***** DOCUMENT PASSAGE

On Thu, Sep 22, 2016 at 12:18:46AM +0800, hejianet wrote:
> Hi Marcelo
> 
> sorry for the late, just came back from a vacation.

Hi, no problem. Hope your batteries are recharged now :-)

> 
> On 9/14/16 7:55 PM, Marcelo wrote:
> > Hi Jia,
> > 
> > On Wed, Sep 14, 2016 at 01:58:42PM +0800, hejianet wrote:
> > > Hi Marcelo
> > > 
> > > 
> > > On 9/13/16 2:57 AM, Marcelo wrote:
> > > > On Fri, Sep 09, 2016 at 02:33:57PM +0800, Jia He wrote:
> > > > > This is to use the generic interface snmp_get_cpu_field{,64}_batch to
> > > > > aggregate the data by going through all the items of each cpu sequentially.
> > > > > Then snmp_seq_show and netstat_seq_show are split into 2 parts to avoid build
> > > > > warning "the frame size" larger than 1024 on s390.
> > > > Yeah about that, did you test it with stack overflow detection?
> > > > These arrays can be quite large.
> > > > 
> > > > One more below..

**********

## TO BE DONE
• a. In the mailing-list thread, which two functions are split into two parts?
• b. Continue the mailing-list thread from its last line.

***** ITEMS

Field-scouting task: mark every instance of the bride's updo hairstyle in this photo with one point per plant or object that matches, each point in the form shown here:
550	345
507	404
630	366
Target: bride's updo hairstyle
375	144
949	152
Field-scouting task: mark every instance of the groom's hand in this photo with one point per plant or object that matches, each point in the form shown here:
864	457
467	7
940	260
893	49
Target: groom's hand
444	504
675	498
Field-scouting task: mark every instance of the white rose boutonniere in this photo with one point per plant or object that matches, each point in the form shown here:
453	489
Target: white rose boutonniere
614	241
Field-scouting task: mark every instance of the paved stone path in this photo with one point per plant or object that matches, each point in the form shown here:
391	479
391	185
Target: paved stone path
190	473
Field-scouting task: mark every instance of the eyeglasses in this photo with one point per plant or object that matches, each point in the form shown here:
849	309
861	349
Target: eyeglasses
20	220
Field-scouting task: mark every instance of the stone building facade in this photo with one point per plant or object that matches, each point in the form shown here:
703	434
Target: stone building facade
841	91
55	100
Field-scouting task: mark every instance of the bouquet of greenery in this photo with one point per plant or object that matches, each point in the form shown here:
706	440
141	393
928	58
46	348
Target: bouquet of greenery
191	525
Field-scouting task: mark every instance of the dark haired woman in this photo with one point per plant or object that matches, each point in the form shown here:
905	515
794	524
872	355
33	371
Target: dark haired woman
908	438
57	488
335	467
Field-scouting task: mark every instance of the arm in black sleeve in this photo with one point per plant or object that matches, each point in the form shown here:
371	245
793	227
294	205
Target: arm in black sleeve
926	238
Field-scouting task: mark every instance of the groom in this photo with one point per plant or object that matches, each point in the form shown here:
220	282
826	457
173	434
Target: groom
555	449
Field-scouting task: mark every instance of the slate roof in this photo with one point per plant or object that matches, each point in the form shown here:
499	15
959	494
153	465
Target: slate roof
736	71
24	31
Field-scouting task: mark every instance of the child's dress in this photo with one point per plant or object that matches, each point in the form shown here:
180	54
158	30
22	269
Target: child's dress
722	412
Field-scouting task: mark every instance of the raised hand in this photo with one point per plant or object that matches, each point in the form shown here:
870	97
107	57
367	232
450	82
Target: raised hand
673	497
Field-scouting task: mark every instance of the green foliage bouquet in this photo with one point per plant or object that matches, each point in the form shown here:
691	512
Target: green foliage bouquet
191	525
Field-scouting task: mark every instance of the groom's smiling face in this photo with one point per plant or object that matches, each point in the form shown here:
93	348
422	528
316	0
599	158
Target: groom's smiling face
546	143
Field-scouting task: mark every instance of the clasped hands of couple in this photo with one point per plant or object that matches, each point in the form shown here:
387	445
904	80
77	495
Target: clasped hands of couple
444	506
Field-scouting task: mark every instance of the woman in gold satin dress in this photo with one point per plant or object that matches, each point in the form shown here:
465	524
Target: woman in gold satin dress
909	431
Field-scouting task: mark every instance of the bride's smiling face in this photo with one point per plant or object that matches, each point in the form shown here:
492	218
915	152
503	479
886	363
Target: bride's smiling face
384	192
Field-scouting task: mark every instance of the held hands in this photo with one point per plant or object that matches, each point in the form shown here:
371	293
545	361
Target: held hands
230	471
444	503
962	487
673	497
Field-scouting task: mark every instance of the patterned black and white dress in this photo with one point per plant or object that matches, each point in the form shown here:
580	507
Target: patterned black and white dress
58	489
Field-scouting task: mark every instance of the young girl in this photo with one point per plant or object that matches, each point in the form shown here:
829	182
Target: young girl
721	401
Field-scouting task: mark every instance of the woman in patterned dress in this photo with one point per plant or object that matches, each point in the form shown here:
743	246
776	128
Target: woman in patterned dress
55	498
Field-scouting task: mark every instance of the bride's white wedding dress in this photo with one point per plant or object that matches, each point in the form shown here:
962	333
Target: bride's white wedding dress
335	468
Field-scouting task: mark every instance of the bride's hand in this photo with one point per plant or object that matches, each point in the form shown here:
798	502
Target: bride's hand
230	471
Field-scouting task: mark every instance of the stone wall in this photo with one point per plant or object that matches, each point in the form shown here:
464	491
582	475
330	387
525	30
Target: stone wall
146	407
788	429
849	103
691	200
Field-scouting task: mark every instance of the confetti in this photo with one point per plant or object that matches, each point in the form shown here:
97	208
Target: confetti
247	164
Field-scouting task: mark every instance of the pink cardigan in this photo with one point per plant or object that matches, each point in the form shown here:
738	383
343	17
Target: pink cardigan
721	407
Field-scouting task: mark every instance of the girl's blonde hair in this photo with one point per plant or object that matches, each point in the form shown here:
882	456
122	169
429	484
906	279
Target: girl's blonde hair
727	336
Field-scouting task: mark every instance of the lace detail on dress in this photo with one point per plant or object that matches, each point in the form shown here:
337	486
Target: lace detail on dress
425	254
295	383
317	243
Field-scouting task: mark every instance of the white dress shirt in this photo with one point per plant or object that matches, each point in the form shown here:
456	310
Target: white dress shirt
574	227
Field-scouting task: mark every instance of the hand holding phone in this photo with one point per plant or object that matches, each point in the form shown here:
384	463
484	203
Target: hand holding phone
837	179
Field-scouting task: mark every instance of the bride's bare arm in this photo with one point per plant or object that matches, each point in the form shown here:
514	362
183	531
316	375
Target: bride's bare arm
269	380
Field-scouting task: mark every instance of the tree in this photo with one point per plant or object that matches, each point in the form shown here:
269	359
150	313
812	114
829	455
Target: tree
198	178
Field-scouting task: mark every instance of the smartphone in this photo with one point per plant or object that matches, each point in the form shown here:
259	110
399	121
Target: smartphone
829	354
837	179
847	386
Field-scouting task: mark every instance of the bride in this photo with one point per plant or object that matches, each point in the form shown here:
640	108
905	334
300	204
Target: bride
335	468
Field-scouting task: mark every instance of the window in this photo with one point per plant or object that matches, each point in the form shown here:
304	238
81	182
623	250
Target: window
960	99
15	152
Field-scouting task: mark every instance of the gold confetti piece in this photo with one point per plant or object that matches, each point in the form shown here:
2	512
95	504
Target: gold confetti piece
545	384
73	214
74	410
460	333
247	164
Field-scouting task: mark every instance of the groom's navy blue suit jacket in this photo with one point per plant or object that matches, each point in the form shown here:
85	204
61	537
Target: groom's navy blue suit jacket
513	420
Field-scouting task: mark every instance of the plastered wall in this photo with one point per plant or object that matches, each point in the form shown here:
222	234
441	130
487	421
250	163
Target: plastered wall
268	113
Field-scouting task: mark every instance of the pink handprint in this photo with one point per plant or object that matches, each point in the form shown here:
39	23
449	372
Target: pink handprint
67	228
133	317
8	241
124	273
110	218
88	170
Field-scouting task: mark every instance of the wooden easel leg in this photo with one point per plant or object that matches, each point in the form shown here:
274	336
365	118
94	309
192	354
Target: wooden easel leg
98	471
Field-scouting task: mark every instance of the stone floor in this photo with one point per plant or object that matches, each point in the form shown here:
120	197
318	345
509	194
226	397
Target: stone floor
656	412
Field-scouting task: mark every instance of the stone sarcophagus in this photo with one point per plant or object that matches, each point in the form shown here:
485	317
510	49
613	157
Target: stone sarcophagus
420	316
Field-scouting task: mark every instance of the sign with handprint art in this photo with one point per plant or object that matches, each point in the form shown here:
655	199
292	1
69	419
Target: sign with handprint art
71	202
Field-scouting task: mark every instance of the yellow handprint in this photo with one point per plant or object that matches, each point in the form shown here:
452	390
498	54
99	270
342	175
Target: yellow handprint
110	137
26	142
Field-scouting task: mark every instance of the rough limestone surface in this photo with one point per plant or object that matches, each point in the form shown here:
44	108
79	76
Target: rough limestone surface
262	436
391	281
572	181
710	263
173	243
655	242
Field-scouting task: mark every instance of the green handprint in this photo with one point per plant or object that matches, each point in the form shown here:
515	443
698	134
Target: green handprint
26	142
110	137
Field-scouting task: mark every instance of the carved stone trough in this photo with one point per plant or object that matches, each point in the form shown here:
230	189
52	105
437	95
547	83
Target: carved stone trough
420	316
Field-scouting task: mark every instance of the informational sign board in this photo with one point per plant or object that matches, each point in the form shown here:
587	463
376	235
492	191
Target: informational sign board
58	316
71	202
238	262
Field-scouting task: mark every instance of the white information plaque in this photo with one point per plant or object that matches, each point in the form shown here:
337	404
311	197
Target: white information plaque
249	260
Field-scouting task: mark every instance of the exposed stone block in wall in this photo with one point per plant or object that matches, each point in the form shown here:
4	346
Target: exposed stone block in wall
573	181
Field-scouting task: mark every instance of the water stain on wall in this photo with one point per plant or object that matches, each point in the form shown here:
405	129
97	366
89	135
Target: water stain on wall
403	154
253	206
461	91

**********

## RESULTS FOR EACH TASK
• a. snmp_seq_show and netstat_seq_show

• b.
> > > Do you think it is acceptable if the stack usage is a little larger than 1024?
> > > e.g. 1120
> > > I can't find any other way to reduce the stack usage except use "static" before
> > > unsigned long buff[TCP_MIB_MAX]
> > > 
> > > PS. sizeof buff is about TCP_MIB_MAX(116)*8=928
> > > B.R.
> > That's pretty much the question. Linux has the option on some archs to
> > run with 4Kb (4KSTACKS option), so this function alone would be using
> > 25% of it in this last case. While on x86_64, it uses 16Kb (6538b8ea886e
> > ("x86_64: expand kernel stack to 16K")).
> > 
> > Adding static to it is not an option as it actually makes the variable
> > shared amongst the CPUs (and then you have concurrency issues), plus the
> > fact that it's always allocated, even while not in use.
> > 
> > Others here certainly know better than me if it's okay to make such
> > usage of the stach.
> What about this patch instead?
> It is a trade-off. I split the aggregation process into 2 parts, it will
> increase the cache miss a little bit, but it can reduce the stack usage.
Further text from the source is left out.